> **Stated goal**: The data follows this line. Copy verbatim the line with "compact shape [218,20]." and each line after it to the end.
--- Start Extracted records ---
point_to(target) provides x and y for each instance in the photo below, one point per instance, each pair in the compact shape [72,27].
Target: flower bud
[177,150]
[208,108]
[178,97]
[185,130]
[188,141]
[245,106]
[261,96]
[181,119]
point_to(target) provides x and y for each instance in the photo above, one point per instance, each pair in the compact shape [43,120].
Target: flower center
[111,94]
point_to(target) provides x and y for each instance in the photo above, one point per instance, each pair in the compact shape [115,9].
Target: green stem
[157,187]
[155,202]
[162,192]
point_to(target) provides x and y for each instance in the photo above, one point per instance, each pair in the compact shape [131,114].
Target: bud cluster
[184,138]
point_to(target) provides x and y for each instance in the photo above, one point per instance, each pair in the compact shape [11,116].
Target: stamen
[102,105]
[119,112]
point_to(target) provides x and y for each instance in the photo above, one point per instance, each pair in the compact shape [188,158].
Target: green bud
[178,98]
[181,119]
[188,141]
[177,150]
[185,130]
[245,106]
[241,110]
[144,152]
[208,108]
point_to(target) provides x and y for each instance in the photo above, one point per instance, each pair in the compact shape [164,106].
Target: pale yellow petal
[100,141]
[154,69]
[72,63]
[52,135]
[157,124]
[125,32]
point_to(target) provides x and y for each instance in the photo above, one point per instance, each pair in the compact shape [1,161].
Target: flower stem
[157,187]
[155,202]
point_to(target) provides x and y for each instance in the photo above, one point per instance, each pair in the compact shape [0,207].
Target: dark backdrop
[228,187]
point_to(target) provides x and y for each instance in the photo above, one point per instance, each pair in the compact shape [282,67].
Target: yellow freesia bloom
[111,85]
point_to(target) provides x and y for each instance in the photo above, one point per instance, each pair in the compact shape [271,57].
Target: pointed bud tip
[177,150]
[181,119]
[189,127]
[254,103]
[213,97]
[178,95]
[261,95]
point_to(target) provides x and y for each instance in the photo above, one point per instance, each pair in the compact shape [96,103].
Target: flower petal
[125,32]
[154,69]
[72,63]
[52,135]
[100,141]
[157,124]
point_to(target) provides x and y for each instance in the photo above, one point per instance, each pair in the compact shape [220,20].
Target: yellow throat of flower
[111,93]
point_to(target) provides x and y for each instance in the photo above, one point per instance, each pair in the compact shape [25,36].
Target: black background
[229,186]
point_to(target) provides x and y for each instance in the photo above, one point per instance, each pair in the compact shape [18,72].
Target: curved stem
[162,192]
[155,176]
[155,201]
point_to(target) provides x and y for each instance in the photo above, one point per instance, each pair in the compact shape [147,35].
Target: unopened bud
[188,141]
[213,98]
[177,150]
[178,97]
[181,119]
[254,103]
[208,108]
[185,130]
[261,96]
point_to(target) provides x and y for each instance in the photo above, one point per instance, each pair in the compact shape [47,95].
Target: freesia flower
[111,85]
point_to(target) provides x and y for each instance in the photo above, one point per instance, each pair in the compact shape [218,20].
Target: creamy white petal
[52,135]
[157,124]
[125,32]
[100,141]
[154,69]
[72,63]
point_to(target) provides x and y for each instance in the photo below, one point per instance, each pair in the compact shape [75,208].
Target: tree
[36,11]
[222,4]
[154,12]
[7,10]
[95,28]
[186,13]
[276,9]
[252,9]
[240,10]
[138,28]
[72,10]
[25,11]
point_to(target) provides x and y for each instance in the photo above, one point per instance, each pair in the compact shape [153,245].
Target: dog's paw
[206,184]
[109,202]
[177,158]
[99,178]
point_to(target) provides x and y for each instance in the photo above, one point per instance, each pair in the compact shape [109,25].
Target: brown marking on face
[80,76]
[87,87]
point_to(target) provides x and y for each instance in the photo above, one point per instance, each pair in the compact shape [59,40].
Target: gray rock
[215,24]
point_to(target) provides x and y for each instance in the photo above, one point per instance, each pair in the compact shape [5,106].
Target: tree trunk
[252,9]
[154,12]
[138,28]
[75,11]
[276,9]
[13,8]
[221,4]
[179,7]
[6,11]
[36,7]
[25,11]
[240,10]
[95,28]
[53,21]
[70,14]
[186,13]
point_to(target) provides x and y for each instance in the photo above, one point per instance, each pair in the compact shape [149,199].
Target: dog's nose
--- End Extracted records ---
> **The output**:
point_to(target) provides x and y for each instance in the photo above, one point per instance, each pair in the compact shape [218,20].
Target: creamy white petal
[52,135]
[157,124]
[125,32]
[100,141]
[154,69]
[72,63]
point_to(target) provides x and y for each instance in the photo below, one point per instance, each pair in the compact shape [75,208].
Target: tree
[36,11]
[222,4]
[154,12]
[7,10]
[95,28]
[186,13]
[276,9]
[252,9]
[240,10]
[138,28]
[72,10]
[25,11]
point_to(target) provides x and y for each instance in the photo above, one point per instance, each pair in the compact shape [153,245].
Target: dog's paw
[206,184]
[109,202]
[177,158]
[99,178]
point_to(target) provides x and y for each instance in the photo above, one point per instance, each pair in the compact shape [109,25].
Target: brown marking on face
[80,76]
[87,87]
point_to(target) provides x and y for each instance in the photo above, one point per instance, each pair in the compact shape [59,40].
Target: gray rock
[215,24]
point_to(target) provides x and y for each instance in the photo above, one point per instance, each pair in the compact shape [5,106].
Target: tree trunk
[252,9]
[154,12]
[138,28]
[75,11]
[276,9]
[13,8]
[221,4]
[179,7]
[6,11]
[36,7]
[25,11]
[240,10]
[95,28]
[53,21]
[70,14]
[186,13]
point_to(target) provides x and y for each instance in the photo above, one point per instance, each pair in the compact shape [149,199].
Target: dog's nose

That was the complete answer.